• **SET PROBLEM 1**: Check (a), (b) and (c) against the movie-scraping passage. For each, answer yes or no and quote the words of the passage that settle it. (a) The movie_info variable holds each movie followed by a `<BR>` tag. (b) The loop that prints each movie goes outside the main loop. (c) The first regular expression to practice is one that gets the name of the movie.
• **SET PROBLEM 2**: Transcribe the movie-scraping passage from "To do this you" up to and including "you the name of the movie.", keeping every character the same.

• **PASSAGE SHOWN**:
## Start

To do this you need to search the movie_info variable -- which is each movie followed by a `<BR>` tag. See our old scraping homeworks for how to get a list of each movie entry--which will contain a string for each movie. Like this:

`1. Zero Dark Thirty (Kathryn Bigelow, 2012)`

Build a loop inside the main loop, that goes to each movie and prints out each movie.


In [None]:
##Take your working loop And add the find_all for each_movie
#And the inner loop that loops through each_movie

Now that you have that loop working, you need to use regular expressions to get out the name of the movie. First practice getting a regular expression that gets you the name of the movie.


In [None]:
#Practice/Build your regular expressions here
movie_sample = "1. Zero Dark Thirty (Kathryn Bigelow, 2012)"
movie_harder = "7. 4 Months, 3 Weeks & 2 Days (Cristian Mungiu, 2007)"
mn_regex = r"\d+. (.+) \("
md_regex = r"\((.+),"

## End

• **DATASET EXTRACT**:

## Start

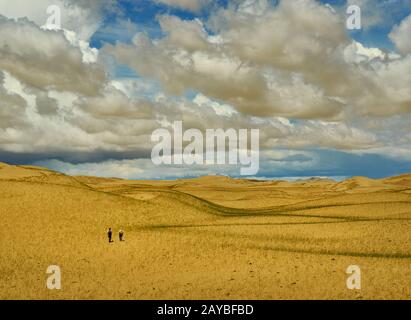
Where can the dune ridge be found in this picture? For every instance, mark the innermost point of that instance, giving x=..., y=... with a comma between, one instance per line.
x=266, y=239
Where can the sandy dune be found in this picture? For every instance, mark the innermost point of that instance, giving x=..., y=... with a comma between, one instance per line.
x=206, y=238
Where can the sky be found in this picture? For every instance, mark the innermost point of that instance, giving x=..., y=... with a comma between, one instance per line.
x=84, y=97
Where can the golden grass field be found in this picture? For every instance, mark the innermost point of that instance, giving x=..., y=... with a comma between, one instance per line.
x=206, y=238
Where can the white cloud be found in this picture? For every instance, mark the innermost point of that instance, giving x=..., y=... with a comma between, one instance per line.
x=401, y=36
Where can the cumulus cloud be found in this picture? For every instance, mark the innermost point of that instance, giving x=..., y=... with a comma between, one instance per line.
x=400, y=35
x=45, y=59
x=288, y=69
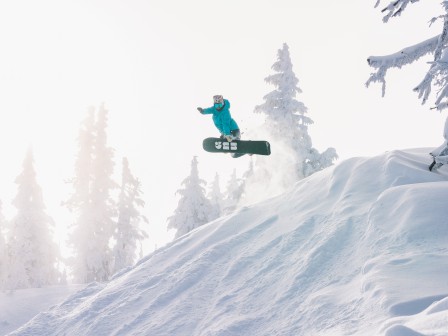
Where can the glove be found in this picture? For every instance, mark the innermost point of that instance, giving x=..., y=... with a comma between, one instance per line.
x=229, y=137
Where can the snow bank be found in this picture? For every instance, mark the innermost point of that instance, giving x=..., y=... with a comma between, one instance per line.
x=357, y=249
x=19, y=306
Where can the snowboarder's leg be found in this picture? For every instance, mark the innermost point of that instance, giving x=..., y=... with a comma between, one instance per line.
x=237, y=136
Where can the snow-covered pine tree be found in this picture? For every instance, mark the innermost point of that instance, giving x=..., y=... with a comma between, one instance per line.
x=216, y=197
x=193, y=208
x=32, y=253
x=81, y=237
x=129, y=232
x=233, y=193
x=3, y=260
x=286, y=120
x=91, y=201
x=104, y=206
x=437, y=74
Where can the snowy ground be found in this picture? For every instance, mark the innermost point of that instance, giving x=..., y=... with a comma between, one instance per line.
x=358, y=249
x=19, y=306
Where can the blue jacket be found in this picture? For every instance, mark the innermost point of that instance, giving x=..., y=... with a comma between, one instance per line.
x=222, y=119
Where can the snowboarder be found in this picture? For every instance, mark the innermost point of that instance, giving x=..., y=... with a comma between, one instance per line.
x=223, y=120
x=440, y=154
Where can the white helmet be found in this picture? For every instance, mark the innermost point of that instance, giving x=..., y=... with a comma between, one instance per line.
x=218, y=99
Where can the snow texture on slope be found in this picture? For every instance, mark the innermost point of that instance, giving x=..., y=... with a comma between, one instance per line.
x=357, y=249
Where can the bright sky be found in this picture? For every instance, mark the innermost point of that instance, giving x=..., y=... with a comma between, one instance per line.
x=153, y=62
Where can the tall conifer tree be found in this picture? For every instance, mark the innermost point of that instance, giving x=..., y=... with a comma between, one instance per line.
x=92, y=202
x=287, y=121
x=193, y=209
x=129, y=232
x=32, y=253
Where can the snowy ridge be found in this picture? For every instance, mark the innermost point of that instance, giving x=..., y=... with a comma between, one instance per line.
x=357, y=249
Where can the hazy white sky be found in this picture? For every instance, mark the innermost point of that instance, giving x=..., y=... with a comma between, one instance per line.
x=153, y=62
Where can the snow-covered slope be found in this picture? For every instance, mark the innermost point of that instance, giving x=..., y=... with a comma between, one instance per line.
x=19, y=306
x=357, y=249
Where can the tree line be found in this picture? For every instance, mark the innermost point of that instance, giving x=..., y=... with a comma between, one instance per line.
x=106, y=233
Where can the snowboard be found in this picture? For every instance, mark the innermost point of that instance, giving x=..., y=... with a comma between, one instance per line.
x=237, y=147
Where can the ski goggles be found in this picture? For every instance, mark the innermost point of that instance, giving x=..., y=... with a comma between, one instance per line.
x=218, y=99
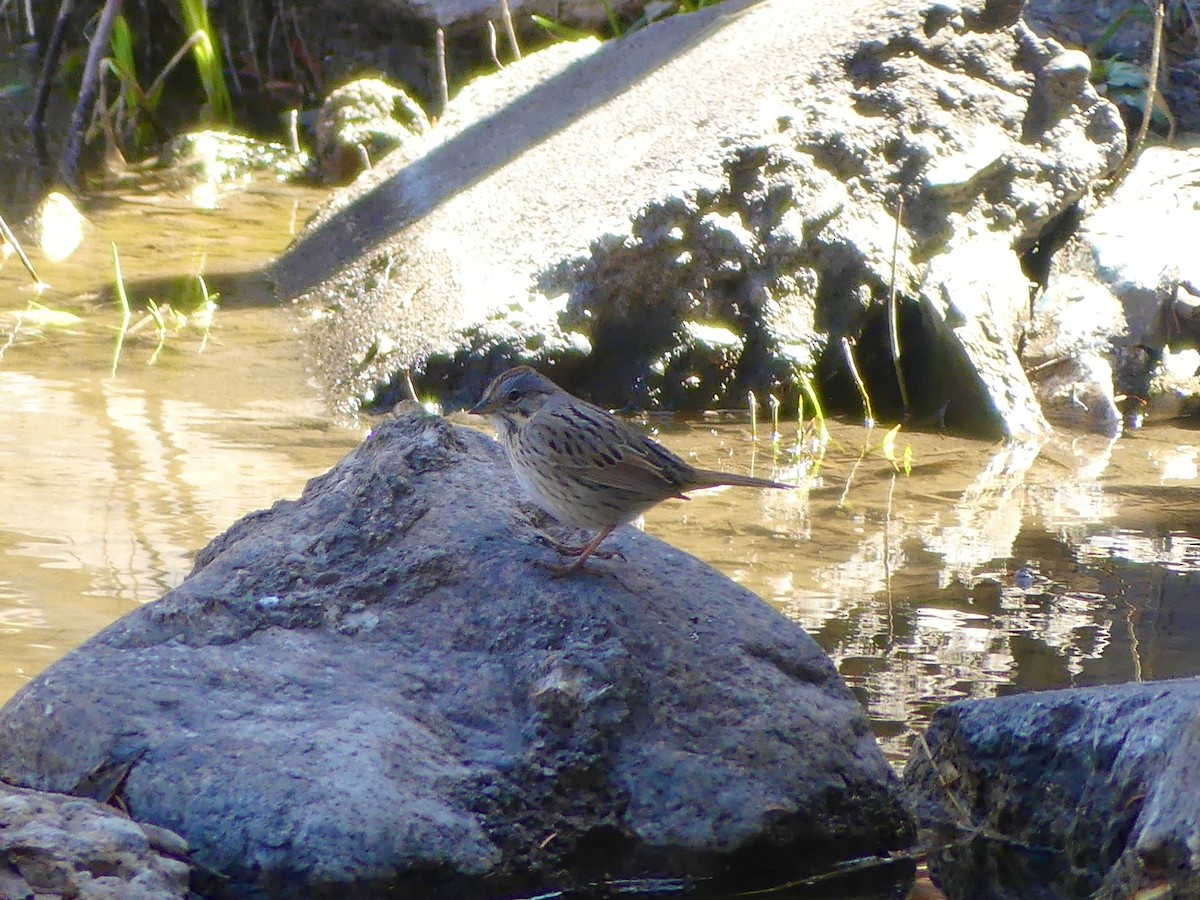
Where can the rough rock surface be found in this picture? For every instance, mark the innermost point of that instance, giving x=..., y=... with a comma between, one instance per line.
x=660, y=192
x=59, y=846
x=378, y=685
x=1123, y=289
x=1083, y=23
x=1043, y=795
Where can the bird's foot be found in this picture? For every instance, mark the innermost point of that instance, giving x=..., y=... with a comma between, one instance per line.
x=569, y=550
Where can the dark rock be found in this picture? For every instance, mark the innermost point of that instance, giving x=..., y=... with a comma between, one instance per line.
x=1044, y=795
x=378, y=685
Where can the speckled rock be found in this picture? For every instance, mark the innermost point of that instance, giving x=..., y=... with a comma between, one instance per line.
x=739, y=168
x=378, y=687
x=58, y=846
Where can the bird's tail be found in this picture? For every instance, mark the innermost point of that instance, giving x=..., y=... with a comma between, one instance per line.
x=708, y=478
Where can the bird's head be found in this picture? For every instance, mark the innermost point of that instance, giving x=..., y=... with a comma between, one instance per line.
x=515, y=396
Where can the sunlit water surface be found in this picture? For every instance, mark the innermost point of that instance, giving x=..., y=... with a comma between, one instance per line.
x=988, y=569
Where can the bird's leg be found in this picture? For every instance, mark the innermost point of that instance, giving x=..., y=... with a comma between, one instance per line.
x=577, y=563
x=570, y=550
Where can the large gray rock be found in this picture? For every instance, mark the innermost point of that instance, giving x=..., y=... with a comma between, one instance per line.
x=711, y=202
x=1122, y=292
x=1089, y=792
x=59, y=846
x=1083, y=23
x=378, y=687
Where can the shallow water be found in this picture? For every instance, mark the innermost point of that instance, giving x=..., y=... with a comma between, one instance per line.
x=988, y=569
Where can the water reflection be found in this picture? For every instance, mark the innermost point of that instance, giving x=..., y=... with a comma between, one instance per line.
x=988, y=569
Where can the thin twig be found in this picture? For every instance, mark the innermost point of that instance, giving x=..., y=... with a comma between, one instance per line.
x=1156, y=54
x=442, y=69
x=491, y=45
x=847, y=348
x=69, y=165
x=6, y=233
x=124, y=300
x=49, y=64
x=507, y=15
x=894, y=313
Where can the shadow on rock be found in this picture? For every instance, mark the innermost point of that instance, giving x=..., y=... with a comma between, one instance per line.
x=379, y=685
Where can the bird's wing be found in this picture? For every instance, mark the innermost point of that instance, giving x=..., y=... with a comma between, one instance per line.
x=603, y=449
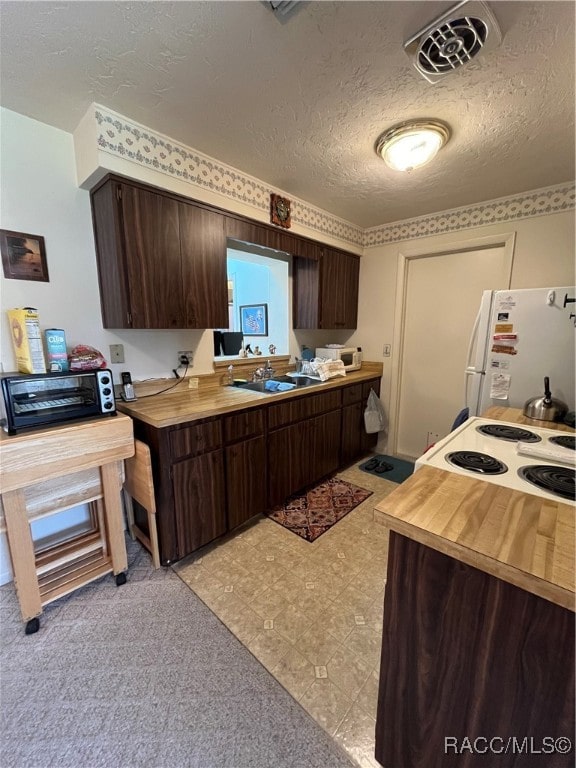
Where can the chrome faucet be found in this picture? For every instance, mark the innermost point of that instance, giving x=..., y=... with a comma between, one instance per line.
x=263, y=373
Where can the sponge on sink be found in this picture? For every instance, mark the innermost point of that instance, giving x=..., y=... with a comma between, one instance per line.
x=278, y=386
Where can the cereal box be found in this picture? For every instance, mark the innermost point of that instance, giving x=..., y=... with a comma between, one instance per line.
x=27, y=340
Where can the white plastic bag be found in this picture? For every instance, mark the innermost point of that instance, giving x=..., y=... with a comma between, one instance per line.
x=374, y=417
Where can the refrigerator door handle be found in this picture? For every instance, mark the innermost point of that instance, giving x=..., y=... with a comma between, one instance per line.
x=473, y=337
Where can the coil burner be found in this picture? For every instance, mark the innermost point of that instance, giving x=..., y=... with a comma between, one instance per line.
x=474, y=461
x=566, y=441
x=557, y=480
x=506, y=432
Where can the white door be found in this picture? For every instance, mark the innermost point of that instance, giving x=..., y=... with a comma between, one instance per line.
x=442, y=294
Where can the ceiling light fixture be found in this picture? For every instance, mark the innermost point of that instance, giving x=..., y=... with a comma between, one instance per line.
x=411, y=144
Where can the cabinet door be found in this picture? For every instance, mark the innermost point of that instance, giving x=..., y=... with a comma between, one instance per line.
x=153, y=264
x=302, y=454
x=110, y=258
x=287, y=458
x=203, y=243
x=352, y=429
x=339, y=290
x=323, y=437
x=245, y=480
x=326, y=291
x=199, y=501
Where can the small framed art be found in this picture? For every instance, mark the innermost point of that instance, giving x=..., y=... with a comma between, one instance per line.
x=23, y=256
x=254, y=319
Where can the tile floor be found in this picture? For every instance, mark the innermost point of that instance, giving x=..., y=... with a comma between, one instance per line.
x=311, y=613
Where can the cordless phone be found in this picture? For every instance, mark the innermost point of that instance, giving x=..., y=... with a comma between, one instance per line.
x=127, y=387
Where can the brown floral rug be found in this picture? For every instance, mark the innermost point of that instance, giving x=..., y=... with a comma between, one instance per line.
x=313, y=512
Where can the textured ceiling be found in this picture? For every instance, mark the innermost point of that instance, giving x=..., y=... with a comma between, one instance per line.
x=299, y=102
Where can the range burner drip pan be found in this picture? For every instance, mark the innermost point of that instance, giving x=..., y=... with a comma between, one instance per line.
x=557, y=480
x=506, y=432
x=474, y=461
x=566, y=441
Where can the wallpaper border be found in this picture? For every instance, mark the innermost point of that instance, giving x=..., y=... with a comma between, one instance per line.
x=124, y=138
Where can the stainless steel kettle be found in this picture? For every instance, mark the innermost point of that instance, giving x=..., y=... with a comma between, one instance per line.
x=545, y=408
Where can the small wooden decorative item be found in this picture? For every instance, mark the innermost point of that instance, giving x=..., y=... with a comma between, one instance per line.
x=280, y=211
x=23, y=256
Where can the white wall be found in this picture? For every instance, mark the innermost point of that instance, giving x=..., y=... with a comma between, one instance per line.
x=543, y=256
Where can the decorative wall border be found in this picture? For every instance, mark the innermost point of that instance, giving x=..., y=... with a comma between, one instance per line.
x=124, y=138
x=526, y=205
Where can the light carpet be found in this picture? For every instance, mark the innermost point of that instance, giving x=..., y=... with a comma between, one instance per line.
x=144, y=675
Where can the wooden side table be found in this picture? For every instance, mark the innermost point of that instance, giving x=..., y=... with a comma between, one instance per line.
x=45, y=471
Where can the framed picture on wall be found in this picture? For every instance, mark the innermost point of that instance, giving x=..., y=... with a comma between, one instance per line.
x=23, y=256
x=254, y=319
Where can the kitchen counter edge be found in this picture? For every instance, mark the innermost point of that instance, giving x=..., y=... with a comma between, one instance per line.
x=525, y=540
x=191, y=405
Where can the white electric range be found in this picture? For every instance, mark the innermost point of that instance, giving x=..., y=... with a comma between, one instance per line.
x=530, y=459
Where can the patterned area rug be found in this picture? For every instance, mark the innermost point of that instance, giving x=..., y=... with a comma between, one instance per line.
x=312, y=513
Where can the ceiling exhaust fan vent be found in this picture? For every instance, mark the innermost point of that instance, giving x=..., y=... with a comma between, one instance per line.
x=284, y=7
x=453, y=40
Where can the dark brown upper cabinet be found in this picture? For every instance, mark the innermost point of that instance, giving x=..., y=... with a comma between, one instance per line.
x=326, y=291
x=161, y=261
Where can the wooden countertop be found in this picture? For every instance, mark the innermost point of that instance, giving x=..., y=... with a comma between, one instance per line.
x=34, y=456
x=179, y=407
x=523, y=539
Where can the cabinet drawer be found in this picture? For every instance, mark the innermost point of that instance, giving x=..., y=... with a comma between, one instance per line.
x=195, y=439
x=303, y=408
x=241, y=426
x=352, y=394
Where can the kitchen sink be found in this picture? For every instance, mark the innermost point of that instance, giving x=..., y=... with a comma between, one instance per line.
x=260, y=386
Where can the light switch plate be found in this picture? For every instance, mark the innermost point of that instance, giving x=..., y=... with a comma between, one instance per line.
x=116, y=353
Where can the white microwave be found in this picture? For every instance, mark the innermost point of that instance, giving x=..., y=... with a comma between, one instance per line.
x=350, y=356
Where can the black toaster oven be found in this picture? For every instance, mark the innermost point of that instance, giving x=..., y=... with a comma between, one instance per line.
x=40, y=400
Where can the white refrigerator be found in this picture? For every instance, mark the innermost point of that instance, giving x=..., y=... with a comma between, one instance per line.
x=519, y=337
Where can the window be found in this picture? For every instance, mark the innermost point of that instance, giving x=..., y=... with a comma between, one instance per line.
x=257, y=278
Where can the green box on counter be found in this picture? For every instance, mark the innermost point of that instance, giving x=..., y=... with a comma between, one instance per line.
x=57, y=356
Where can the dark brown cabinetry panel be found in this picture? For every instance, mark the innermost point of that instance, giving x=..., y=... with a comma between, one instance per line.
x=326, y=291
x=152, y=248
x=351, y=444
x=466, y=655
x=245, y=480
x=302, y=454
x=203, y=249
x=303, y=408
x=241, y=426
x=199, y=500
x=161, y=262
x=196, y=438
x=212, y=475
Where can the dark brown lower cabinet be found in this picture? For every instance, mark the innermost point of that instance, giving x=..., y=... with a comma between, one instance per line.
x=199, y=500
x=301, y=454
x=475, y=672
x=245, y=480
x=214, y=474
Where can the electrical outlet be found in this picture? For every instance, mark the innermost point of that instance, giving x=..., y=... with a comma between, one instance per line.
x=432, y=437
x=185, y=357
x=116, y=353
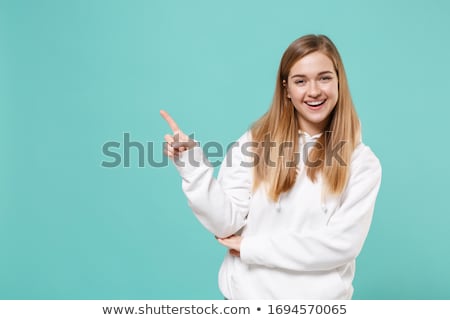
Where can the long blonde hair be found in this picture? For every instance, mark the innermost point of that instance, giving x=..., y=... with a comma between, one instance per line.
x=280, y=125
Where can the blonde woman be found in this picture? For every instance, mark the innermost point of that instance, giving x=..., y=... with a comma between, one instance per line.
x=294, y=199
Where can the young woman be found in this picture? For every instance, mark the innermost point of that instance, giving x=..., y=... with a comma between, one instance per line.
x=294, y=200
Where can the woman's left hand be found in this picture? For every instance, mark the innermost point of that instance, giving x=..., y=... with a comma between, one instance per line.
x=233, y=243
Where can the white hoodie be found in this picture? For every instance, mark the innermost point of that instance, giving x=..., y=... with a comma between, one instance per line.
x=303, y=246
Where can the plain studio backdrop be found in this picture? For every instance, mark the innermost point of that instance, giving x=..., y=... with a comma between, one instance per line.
x=76, y=76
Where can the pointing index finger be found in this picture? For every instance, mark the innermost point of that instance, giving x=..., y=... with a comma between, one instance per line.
x=172, y=124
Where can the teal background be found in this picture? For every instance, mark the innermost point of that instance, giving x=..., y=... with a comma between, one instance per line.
x=76, y=74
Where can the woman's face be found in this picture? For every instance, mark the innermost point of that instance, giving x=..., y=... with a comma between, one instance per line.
x=312, y=86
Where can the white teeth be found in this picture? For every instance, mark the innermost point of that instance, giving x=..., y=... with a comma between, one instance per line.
x=315, y=103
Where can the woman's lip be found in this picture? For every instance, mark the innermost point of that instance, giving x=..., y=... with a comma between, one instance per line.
x=317, y=106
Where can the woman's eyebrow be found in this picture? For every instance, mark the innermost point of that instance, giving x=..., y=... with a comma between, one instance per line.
x=303, y=76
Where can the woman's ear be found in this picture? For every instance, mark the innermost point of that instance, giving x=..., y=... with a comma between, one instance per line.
x=285, y=87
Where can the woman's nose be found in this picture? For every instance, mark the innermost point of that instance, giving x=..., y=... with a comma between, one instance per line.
x=314, y=89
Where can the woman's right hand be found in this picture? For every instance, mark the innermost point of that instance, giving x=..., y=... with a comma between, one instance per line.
x=178, y=141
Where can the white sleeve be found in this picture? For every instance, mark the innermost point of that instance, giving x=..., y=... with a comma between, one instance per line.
x=334, y=244
x=221, y=204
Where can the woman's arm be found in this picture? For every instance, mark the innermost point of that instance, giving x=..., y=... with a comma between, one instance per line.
x=221, y=205
x=336, y=243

## End

• **COMPLETE OUTPUT 1**:
(a) Yes: "which is each movie followed by a `<BR>` tag"
(b) No: "Build a loop inside the main loop"
(c) Yes: "First practice getting a regular expression that gets you the name of the movie."

• **COMPLETE OUTPUT 2**:
To do this you need to search the movie_info variable -- which is each movie followed by a `<BR>` tag. See our old scraping homeworks for how to get a list of each movie entry--which will contain a string for each movie. Like this:

`1. Zero Dark Thirty (Kathryn Bigelow, 2012)`

Build a loop inside the main loop, that goes to each movie and prints out each movie.


In [None]:
##Take your working loop And add the find_all for each_movie
#And the inner loop that loops through each_movie

Now that you have that loop working, you need to use regular expressions to get out the name of the movie. First practice getting a regular expression that gets you the name of the movie.